PAGE EXTRACT:

PID Controlled Beam and Ball balance system - problems with controlling the stepper motor

Hello, everyone.

I am working on a project where a camera tracks a ball and my program controls the position of a beam attached stepper motor on which the ball rolls to keep the ball in the middle of the beam. I am implementing a PID controller.

Details:
Using Python 3.11 - OpenCV for a red ball's detection
FHD Webcam camera position above the ball and beam stepup, with a clear view of everything needed.

Stepper Motor Nema 17 (17PM-K406-11V), 1.4A current rating, Uni-Polar
A4988 Stepper Motor Driver, powered from a 12V battery pack, Half-step enabled.

Step pin connected to pin 3 on Uno. Direction on pin 2.
Arduino Uno

I am using Python's OpenCV library to track the ball on the beam. A red coloured ball's distance from the centre of the camera frame is being calculated and stored in 'distance' variable. This effectively is the error term. This error term is manipulated to control the position of the stepper motor. A control signal generated using the error term is sent to my Arduino Uno using the Pyserial library using a Baud Rate of 115200.

The issue I am having is that the stepper motor is very slow to spin. I believe that this is because of the stepper.run() function I am using from the AccelStepper library, which moves the motor one step at a time, far to slow for my application. I have failed to find an alternative function that accelerates the motor to the required angular position. I tried using stepper.runToPosition() but it blocks the code and makes the motor spin fast round and round, to and fro, which I cannot understand.

Here is my Python code:

import numpy as np
import cv2
import serial

#Defining PID gains
kp = 0.5
kd = 0
ki  =0
last_error =0 
stepper_pos=0
integral=0
ser = serial.Serial('com11', 115200)
def measure_distance(frame, center):
  """Measures the distance between the center of the frame and the red object.

  Args:
    frame: A numpy array representing the frame.

SUPPLIED MATERIAL:

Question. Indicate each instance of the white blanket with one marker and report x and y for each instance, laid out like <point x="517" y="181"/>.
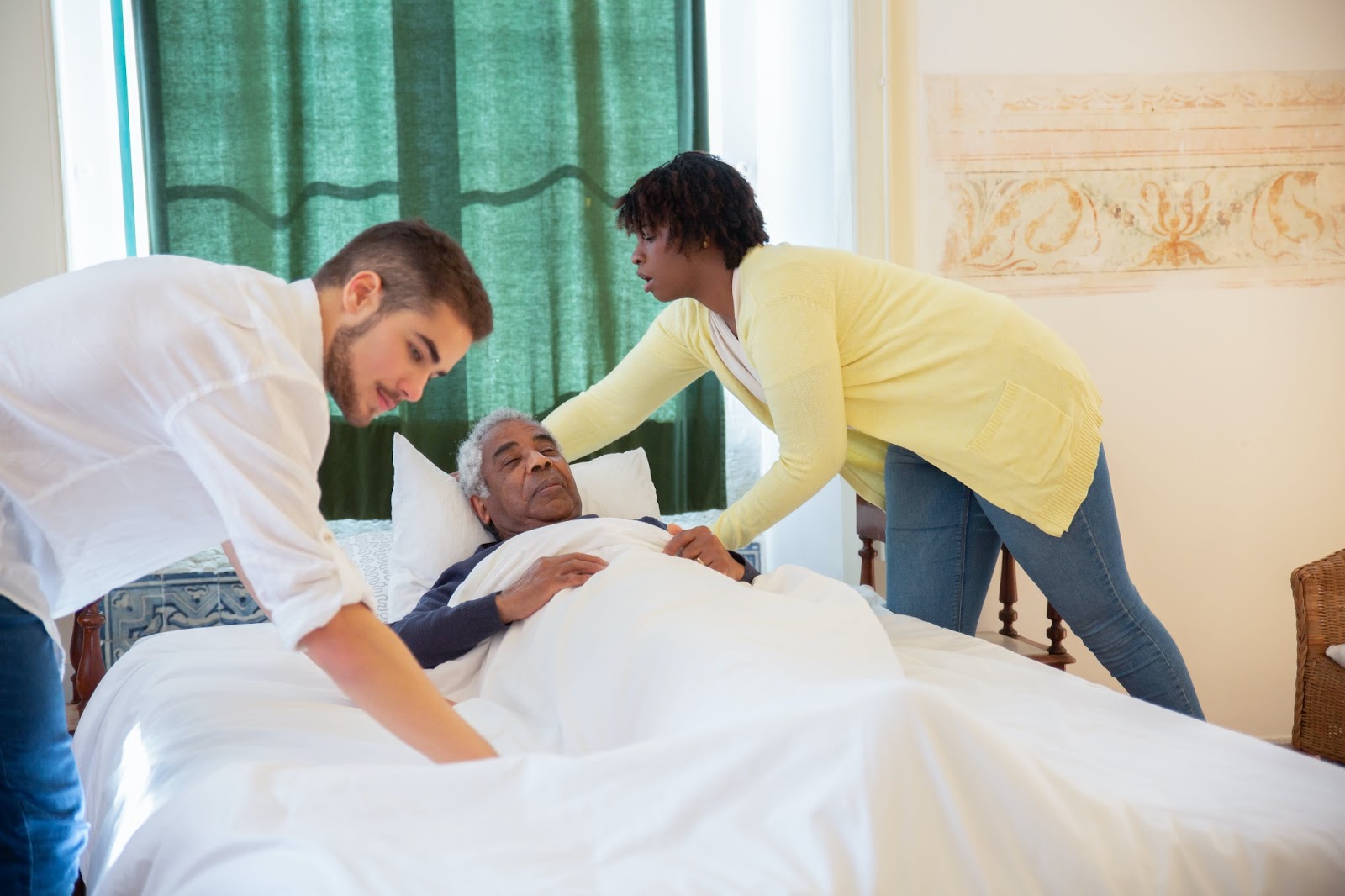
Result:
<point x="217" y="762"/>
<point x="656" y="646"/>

YOUR TASKS:
• A. In the ball-and-beam forum post, which pin on the Arduino Uno is the stepper driver's step pin connected to?
• B. Pick up the ball-and-beam forum post right after its final line and write the next part.

RESULTS FOR EACH TASK:
• A. Pin 3.

• B.
    center: A tuple (x, y) representing the center of the frame.

  Returns:
    A float representing the distance between the center of the frame and the red object.
  """

  # Convert the frame to HSV color space.
  hsv = cv2.cvtColor(frame, cv2.COLOR_BGR2HSV)

  # Define the HSV range for red color.
  redLower1 = (0, 100, 100)
  redUpper1 = (10, 255, 255)
  redLower2 = (160, 100, 100)
  redUpper2 = (180, 255, 255)

  # Create masks for both red color ranges.
  mask1 = cv2.inRange(hsv, redLower1, redUpper1)
  mask2 = cv2.inRange(hsv, redLower2, redUpper2)
  mask = cv2.bitwise_or(mask1, mask2)

  # Erode and dilate the mask to remove noise.
  mask = cv2.erode(mask, None, iterations=2)
  mask = cv2.dilate(mask, None, iterations=2)

  # Find the contours of the red object.
  cnts = cv2.findContours(mask.copy(), cv2.RETR_EXTERNAL, cv2.CHAIN_APPROX_SIMPLE)[-2]

  # Find the center of the red object.
  if len(cnts) > 0:
    c = max(cnts, key=cv2.contourArea)
    ((x, y), radius) = cv2.minEnclosingCircle(c)

    # Calculate the distance between the center of the frame and the red object.
    distance = np.linalg.norm(np.array([x, y]) - center)
    distance = round(distance, 0)
    # Draw a circle around the red object.
    cv2.circle(frame, (int(x), int(y)), int(radius), (0, 0, 255), 2)
    cv2.circle(frame, (int(x), int(y)), 4, (0, 255, 255), 1)
    if y > center[1]:   #uncomment if using
        distance *= -1
    # Print the distance to the console.
    # print("Distance to red object:", distance)
    if (distance > 100):
      distance=100
    elif distance <-100:
      distance = -100
    
    return distance
  else:
    return None

# Capture the frame from the camera.
cap = cv2.VideoCapture(0)

# Get the center of the frame.
center = (cap.get(cv2.CAP_PROP_FRAME_WIDTH) // 2, cap.get(cv2.CAP_PROP_FRAME_HEIGHT) // 2)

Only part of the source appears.